▶ **Set task 1**:
Please list every username that opens a post dated 12 May 2007 in the climbing forum thread.

So did the strands of hemp just tear apart then?

Detail like that about the breeches taking ages to dry is great.
OP gingerkate 12 May 2007
In reply to srnet:
>I very nearly fell out of the grove due to lack of friction, I never wore them again.

So in those days no-one said 'just trust your feet' I assume?!

 CJD 12 May 2007
In reply to gingerkate:
> (In reply to sutty)
> [...]
>
> Oh my goodness, what a wonderful detail!

that's pretty amazing, isn't it? i can't imagine that happening in the same way today. I'm wondering what you're up to with all this knowledge (an article?) but I'm enjoying this thread muchly - this and the 'how did you start climbing' threads are proper good 'essence of the best bits of UKC (for me anyway)' threads...

(this time *without* the typos!)
 co1ps 12 May 2007
In reply to srnet: I seem to remember that the 'Rock Hoppers' could make grit feel like polished limestone.

PS Gingerkate...great thread. Interesting, fun, amusing, v different from the other puerile crap thats going on at UKC at the moment.
 andy 12 May 2007
In reply to gingerkate: There was a rush of alternatives to EBs when they went crap (about 1980?) - I had a pair called calanques, which had incredibly soft soles which wore away in about 10 minutes - and came with a free spare set of soles. Still have the soles somewhere.

Then asolos became quite popular, sales obviously boosted by Billy Birkett's naming of his route on Dove Crag in exchange for some clobber - controversial at the time, iirc!

▶ **Set task 2**:
Find each line of the records that contains the string "flame", matching case exactly.

▶ **The data**:
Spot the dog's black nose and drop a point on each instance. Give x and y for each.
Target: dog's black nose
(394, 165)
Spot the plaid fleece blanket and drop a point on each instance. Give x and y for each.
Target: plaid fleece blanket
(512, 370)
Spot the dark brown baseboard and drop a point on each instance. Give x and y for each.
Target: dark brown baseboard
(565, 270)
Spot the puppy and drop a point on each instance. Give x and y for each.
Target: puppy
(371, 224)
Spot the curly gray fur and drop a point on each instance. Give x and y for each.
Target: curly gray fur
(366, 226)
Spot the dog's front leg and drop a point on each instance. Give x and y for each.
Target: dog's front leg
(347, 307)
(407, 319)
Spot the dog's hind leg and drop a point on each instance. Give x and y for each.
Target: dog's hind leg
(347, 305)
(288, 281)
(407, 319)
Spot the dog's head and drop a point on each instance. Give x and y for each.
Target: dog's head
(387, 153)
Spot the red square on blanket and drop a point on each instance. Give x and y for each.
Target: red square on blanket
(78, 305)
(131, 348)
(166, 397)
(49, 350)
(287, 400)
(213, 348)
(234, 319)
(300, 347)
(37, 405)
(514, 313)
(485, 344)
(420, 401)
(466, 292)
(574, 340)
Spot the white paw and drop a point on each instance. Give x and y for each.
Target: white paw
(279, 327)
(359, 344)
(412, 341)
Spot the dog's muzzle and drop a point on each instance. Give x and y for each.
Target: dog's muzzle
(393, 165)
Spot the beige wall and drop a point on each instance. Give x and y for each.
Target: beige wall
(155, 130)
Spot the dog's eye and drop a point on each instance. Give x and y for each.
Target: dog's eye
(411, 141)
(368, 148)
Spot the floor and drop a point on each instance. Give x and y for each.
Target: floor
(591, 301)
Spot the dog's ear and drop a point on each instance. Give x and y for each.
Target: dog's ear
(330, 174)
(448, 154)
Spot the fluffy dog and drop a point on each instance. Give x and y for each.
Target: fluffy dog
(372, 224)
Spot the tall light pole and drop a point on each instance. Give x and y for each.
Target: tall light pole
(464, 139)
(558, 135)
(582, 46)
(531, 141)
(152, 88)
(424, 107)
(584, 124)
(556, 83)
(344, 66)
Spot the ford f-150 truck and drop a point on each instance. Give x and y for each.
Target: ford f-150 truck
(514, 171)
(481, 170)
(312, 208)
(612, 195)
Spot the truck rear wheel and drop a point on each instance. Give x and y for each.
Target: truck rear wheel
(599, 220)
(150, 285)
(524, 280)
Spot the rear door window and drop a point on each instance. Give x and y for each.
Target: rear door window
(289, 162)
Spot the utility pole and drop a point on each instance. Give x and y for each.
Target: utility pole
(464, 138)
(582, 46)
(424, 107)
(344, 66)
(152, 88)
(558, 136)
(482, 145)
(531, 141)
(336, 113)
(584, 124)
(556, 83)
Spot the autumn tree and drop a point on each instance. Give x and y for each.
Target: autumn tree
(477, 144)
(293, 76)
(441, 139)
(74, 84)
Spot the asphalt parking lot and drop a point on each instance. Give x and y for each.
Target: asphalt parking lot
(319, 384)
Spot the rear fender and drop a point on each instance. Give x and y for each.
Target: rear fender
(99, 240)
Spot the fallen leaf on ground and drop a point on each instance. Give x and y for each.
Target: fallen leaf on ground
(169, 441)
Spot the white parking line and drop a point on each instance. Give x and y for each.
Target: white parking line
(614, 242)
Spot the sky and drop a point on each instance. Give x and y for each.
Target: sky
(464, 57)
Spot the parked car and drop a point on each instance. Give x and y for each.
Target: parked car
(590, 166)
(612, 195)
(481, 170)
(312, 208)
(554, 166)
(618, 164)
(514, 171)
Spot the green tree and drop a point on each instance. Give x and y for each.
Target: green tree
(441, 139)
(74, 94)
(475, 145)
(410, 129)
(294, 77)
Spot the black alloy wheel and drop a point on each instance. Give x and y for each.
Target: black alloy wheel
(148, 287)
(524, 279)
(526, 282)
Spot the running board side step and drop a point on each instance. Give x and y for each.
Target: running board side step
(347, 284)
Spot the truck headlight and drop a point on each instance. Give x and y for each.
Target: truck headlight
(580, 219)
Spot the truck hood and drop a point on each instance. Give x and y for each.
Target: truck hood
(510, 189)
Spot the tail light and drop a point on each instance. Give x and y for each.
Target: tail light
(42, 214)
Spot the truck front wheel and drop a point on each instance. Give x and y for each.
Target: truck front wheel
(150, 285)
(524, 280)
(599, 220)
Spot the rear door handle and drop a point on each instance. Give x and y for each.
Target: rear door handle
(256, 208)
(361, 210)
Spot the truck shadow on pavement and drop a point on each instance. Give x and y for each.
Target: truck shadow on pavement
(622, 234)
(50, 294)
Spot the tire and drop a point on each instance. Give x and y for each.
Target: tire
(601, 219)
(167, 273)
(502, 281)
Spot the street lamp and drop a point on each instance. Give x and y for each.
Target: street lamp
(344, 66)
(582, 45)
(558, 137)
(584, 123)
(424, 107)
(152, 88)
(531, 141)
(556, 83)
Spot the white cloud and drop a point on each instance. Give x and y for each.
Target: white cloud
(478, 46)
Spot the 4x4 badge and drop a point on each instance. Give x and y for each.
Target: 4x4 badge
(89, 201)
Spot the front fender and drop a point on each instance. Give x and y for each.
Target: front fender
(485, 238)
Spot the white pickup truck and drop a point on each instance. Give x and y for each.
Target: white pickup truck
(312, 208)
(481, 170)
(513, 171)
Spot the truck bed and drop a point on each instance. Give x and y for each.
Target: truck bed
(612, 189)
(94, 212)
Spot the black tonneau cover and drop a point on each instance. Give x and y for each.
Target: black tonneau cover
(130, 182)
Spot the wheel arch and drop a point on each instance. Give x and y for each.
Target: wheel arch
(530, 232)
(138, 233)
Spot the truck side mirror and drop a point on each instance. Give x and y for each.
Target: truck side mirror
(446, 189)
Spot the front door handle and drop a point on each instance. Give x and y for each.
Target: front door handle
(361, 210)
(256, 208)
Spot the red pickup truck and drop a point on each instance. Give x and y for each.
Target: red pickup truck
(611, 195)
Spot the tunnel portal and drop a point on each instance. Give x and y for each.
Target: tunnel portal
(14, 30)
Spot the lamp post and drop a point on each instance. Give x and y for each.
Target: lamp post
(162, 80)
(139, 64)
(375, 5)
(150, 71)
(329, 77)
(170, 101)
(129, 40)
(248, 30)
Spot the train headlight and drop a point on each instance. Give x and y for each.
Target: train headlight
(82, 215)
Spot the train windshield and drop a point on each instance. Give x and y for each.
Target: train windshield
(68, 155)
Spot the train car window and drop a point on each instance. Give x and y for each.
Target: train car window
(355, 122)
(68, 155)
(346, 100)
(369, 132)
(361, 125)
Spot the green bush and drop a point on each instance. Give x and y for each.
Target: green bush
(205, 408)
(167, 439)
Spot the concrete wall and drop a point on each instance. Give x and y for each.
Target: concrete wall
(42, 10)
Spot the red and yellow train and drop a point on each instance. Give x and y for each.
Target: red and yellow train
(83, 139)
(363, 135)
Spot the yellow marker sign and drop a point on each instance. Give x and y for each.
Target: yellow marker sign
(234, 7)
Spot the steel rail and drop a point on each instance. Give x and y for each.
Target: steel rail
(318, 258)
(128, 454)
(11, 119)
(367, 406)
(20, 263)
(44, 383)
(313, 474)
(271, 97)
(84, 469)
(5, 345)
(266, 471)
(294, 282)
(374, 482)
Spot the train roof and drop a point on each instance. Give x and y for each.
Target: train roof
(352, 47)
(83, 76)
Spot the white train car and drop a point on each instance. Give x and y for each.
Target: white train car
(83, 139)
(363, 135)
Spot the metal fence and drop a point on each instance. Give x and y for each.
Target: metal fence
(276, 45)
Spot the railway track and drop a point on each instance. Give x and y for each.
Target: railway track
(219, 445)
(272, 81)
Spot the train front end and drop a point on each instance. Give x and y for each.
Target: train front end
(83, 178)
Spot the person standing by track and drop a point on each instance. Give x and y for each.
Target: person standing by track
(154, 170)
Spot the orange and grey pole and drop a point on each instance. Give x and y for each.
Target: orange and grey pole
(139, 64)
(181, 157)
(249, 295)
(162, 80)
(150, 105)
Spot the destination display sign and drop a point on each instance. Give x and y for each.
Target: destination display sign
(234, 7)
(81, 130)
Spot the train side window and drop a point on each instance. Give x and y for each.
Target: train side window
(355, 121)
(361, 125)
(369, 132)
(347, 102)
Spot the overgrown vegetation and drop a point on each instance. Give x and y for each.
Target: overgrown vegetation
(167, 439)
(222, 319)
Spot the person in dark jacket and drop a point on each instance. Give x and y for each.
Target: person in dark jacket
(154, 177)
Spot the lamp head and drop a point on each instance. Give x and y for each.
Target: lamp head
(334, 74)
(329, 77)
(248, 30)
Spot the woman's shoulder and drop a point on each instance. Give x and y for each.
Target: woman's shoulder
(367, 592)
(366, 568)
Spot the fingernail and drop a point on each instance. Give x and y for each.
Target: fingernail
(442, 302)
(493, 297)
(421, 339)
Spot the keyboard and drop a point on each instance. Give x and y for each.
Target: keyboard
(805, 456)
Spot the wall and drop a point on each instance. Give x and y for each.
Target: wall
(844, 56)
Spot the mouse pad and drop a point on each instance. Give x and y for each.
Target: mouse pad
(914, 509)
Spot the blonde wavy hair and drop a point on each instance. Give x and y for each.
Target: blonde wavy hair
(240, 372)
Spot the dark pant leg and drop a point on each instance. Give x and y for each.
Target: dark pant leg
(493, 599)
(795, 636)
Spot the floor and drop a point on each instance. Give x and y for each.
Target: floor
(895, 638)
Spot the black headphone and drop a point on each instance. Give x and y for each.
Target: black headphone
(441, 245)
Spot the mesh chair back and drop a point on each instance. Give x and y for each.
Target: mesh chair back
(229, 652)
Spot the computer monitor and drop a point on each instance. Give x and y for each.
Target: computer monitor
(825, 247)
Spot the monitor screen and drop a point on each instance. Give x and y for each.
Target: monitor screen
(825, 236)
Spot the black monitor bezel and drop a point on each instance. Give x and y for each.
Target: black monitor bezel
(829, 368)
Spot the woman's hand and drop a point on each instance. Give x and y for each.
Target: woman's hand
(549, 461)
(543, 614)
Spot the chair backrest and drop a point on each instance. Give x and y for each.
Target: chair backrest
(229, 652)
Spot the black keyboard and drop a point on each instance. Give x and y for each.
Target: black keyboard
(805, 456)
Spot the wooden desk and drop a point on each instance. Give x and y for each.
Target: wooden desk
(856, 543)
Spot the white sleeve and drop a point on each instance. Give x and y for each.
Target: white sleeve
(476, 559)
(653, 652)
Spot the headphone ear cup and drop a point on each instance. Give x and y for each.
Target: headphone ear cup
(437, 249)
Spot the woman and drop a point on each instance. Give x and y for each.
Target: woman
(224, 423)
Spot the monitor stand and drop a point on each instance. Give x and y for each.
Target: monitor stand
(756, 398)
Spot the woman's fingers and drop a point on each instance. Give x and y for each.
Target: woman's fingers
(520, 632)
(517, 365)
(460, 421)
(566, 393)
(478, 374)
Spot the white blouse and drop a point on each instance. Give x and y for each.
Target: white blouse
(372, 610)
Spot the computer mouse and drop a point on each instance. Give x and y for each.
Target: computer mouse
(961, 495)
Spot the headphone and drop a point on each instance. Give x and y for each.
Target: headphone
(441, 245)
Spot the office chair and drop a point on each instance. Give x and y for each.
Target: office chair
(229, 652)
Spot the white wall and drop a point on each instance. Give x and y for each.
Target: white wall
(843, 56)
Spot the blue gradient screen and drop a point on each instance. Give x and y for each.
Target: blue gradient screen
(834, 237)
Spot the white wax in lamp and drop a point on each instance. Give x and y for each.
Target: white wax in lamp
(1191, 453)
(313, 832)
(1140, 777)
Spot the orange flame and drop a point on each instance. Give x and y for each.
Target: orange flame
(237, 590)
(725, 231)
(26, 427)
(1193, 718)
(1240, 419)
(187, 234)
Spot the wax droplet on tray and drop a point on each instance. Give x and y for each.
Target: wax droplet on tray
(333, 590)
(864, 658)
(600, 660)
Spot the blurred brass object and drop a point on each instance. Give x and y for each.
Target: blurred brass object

▶ **Task answer 1**:
gingerkate, CJD, co1ps, andy

▶ **Task answer 2**:
Spot the orange flame and drop a point on each instance. Give x and y for each.
Target: orange flame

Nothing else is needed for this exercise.